* _TASK INSTRUCTIONS_:
Wherever the word "below" appears in the entries, copy the whole line.

* _RECORDS SHOWN_:

§ §

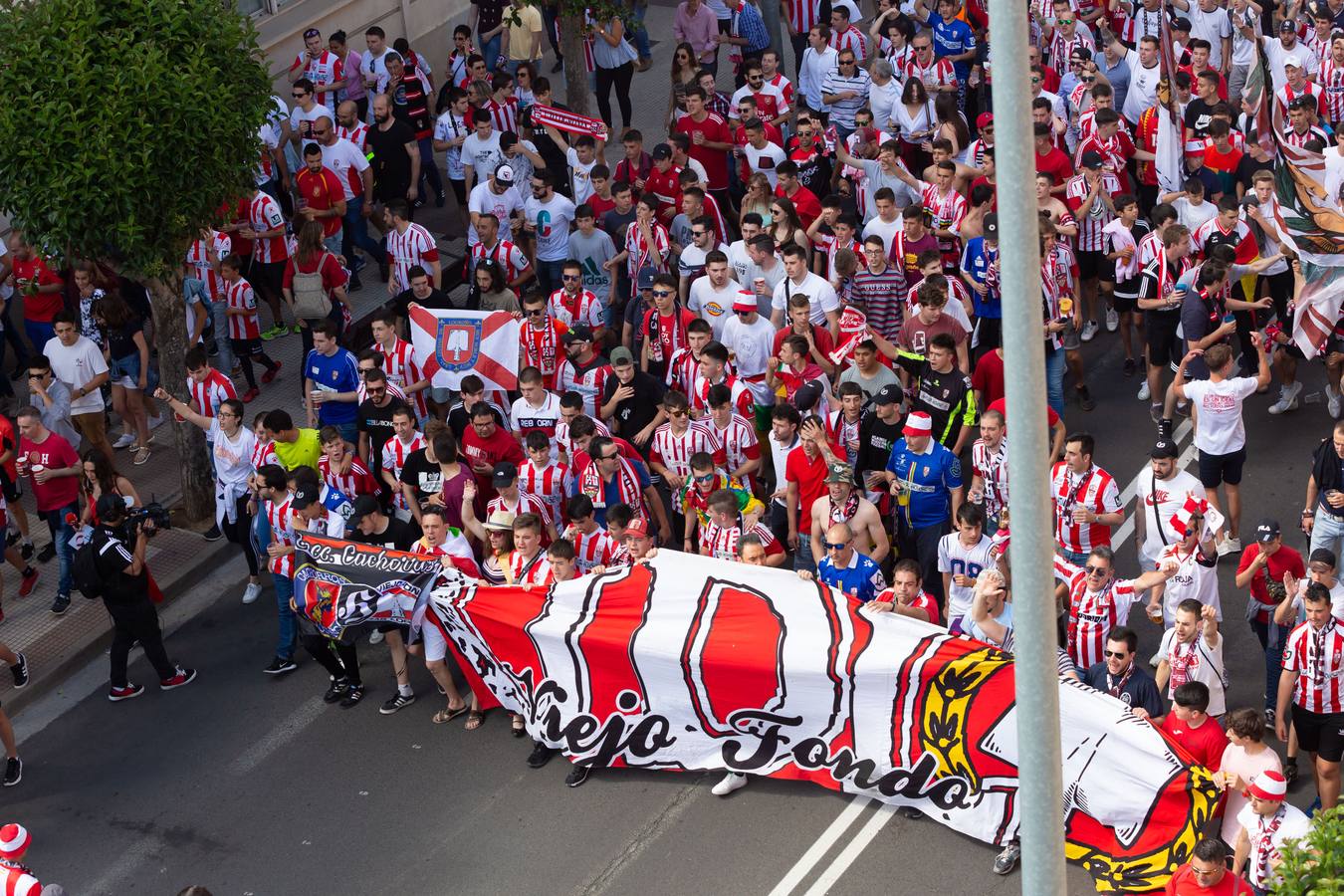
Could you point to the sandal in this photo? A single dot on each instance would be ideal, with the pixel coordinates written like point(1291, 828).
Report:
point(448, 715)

§ §

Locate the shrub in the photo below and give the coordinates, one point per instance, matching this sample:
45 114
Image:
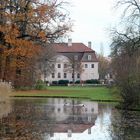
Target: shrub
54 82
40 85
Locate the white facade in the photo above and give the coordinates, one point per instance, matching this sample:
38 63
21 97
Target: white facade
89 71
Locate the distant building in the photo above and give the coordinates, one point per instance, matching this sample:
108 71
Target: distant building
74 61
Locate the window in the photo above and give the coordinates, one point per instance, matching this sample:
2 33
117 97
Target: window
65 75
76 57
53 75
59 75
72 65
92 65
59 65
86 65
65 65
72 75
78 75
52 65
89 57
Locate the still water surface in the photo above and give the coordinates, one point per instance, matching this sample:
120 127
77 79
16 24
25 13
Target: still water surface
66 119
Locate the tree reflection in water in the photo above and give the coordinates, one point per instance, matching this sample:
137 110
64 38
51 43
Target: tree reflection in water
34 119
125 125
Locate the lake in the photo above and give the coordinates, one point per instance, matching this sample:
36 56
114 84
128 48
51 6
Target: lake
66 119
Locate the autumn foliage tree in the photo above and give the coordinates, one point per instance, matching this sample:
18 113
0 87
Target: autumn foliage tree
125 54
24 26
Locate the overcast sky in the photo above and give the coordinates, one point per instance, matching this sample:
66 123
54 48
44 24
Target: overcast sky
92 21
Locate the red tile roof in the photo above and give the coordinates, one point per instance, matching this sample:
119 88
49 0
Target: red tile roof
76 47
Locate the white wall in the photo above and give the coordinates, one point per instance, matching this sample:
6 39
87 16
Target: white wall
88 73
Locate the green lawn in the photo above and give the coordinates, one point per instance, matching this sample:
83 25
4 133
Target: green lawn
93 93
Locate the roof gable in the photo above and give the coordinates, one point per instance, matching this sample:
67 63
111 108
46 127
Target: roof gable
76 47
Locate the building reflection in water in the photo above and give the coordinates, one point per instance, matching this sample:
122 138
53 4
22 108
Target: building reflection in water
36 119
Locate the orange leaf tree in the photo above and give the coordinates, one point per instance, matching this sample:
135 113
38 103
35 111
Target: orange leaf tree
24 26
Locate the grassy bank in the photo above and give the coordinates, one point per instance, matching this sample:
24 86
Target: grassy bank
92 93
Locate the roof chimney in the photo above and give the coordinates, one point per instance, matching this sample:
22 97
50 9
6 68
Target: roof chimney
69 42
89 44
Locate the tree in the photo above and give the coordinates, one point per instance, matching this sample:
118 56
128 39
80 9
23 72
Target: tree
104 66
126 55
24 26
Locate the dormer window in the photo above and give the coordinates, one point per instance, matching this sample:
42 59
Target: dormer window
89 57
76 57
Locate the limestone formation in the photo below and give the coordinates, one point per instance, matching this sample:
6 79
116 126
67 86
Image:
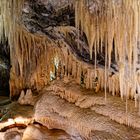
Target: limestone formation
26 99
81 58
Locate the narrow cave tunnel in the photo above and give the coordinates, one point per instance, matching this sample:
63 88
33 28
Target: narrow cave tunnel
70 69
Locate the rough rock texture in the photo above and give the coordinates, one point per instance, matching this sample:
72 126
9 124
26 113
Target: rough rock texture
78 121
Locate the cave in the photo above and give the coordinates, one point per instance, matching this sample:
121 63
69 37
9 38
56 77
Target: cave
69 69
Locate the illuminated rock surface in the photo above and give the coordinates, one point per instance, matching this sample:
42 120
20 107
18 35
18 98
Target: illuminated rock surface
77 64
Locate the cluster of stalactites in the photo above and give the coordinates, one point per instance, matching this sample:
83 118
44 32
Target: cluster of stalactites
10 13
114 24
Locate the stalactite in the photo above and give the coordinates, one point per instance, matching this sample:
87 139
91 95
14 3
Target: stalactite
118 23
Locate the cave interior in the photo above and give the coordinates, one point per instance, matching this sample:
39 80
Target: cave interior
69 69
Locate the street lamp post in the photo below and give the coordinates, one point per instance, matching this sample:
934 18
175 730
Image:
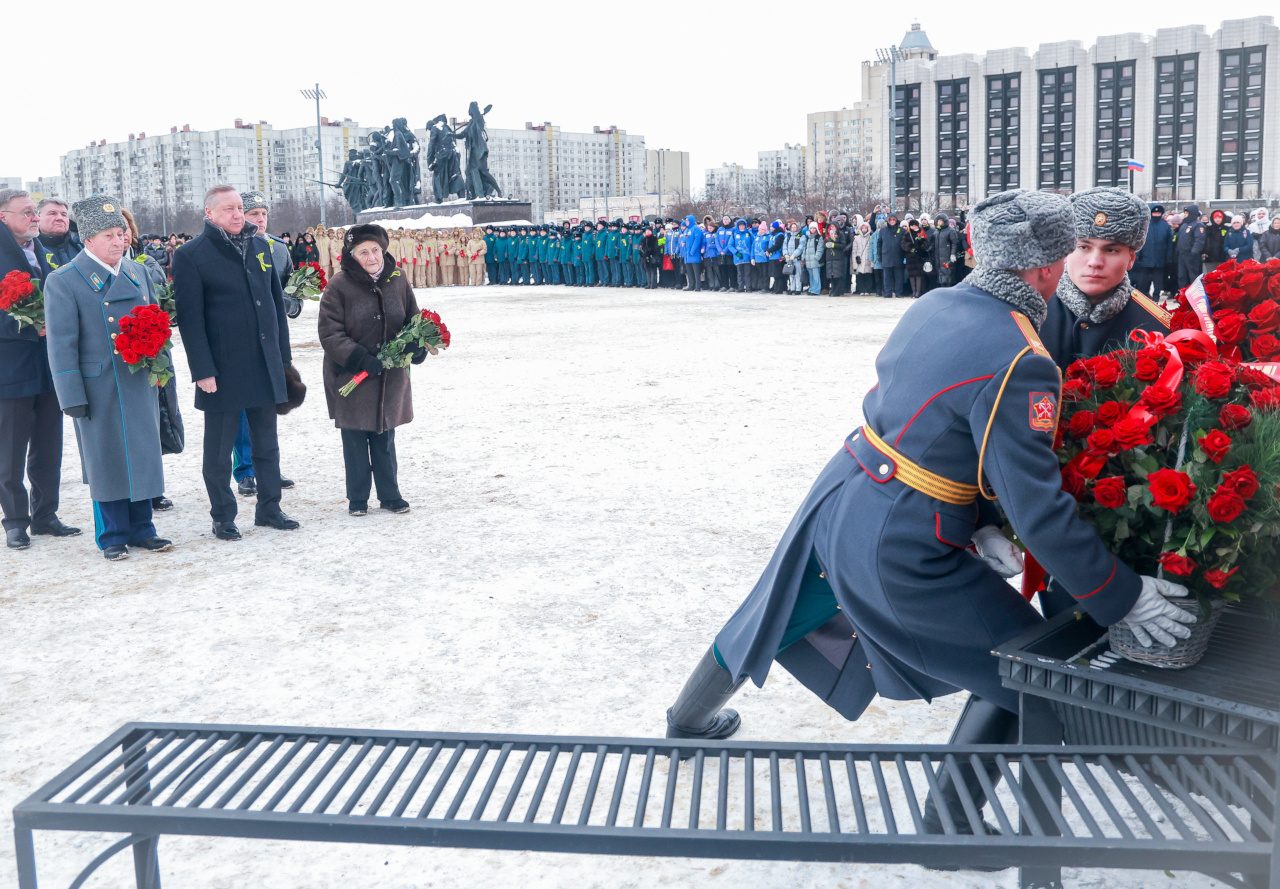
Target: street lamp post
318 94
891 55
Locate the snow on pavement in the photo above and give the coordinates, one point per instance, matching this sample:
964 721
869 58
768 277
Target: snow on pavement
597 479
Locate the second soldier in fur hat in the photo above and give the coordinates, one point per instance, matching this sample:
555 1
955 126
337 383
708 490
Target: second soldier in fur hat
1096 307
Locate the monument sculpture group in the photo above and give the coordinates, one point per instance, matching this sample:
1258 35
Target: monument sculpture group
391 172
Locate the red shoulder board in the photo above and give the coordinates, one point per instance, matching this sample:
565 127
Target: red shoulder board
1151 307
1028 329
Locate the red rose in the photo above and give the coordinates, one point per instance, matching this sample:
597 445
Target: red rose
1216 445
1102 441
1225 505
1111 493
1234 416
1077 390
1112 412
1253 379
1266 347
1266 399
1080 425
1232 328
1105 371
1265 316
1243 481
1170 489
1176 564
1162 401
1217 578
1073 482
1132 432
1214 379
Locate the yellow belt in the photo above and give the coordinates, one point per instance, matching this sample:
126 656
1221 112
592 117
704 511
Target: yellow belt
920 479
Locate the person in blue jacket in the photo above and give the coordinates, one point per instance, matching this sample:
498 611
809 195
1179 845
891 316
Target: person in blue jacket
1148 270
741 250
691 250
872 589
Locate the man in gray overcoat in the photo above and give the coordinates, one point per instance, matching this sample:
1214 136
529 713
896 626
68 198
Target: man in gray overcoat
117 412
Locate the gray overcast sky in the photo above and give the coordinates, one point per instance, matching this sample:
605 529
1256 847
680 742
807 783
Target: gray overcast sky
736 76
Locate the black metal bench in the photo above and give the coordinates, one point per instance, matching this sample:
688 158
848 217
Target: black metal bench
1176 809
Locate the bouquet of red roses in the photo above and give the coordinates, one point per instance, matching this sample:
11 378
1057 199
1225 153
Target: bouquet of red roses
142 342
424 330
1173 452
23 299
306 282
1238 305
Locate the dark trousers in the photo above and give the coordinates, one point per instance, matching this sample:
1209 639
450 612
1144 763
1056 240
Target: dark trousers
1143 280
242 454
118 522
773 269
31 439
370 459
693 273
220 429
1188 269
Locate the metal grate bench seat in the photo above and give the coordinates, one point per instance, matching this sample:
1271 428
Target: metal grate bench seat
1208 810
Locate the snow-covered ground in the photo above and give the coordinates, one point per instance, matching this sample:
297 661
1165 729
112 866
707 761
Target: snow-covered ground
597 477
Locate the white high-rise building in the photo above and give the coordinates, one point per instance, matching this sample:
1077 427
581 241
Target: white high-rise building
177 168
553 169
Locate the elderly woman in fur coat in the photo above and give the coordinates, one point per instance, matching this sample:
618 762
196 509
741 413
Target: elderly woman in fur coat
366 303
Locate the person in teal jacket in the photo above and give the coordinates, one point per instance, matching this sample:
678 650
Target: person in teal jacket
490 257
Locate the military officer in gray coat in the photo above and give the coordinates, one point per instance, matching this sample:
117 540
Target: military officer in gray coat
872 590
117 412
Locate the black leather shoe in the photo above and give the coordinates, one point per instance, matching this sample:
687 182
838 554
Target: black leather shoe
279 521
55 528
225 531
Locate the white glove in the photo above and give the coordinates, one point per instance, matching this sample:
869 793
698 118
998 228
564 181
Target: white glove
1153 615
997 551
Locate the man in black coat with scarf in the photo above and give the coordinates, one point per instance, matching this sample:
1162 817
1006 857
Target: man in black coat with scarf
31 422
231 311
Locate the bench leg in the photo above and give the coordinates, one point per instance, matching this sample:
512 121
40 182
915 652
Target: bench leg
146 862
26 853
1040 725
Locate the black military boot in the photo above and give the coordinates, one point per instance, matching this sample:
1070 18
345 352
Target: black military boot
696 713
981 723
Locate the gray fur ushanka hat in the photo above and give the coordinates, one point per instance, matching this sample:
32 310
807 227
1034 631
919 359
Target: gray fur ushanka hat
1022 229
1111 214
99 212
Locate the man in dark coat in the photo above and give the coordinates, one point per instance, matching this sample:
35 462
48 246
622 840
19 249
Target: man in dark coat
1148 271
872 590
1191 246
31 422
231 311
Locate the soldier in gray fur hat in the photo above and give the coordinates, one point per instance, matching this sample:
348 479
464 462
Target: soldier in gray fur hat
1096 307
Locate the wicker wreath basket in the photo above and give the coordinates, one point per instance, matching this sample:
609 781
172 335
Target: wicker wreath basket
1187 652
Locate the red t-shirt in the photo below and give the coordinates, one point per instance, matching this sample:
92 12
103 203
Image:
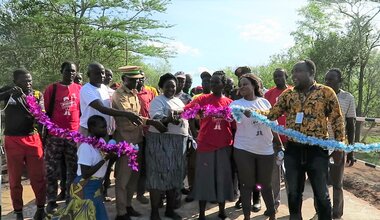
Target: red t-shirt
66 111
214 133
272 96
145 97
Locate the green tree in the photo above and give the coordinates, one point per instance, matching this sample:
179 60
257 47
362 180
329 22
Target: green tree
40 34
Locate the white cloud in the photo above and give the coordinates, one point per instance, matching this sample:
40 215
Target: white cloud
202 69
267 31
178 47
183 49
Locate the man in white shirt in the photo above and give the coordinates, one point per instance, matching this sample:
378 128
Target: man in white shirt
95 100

§ §

* _ANSWER FOR THE TASK_:
Locate the shrub in the photo below and give the coordinates, one point per instance, matching this sample:
Locate the limestone formation in the photo below and give the coordinates, one point per instance, matching this sample:
Locate the street lamp post in the photo below and give the coordinates, one point per instance, matching this sample:
Locate the red t-shirt in the photo below and give the coordinates, one point per instance, matching this sample:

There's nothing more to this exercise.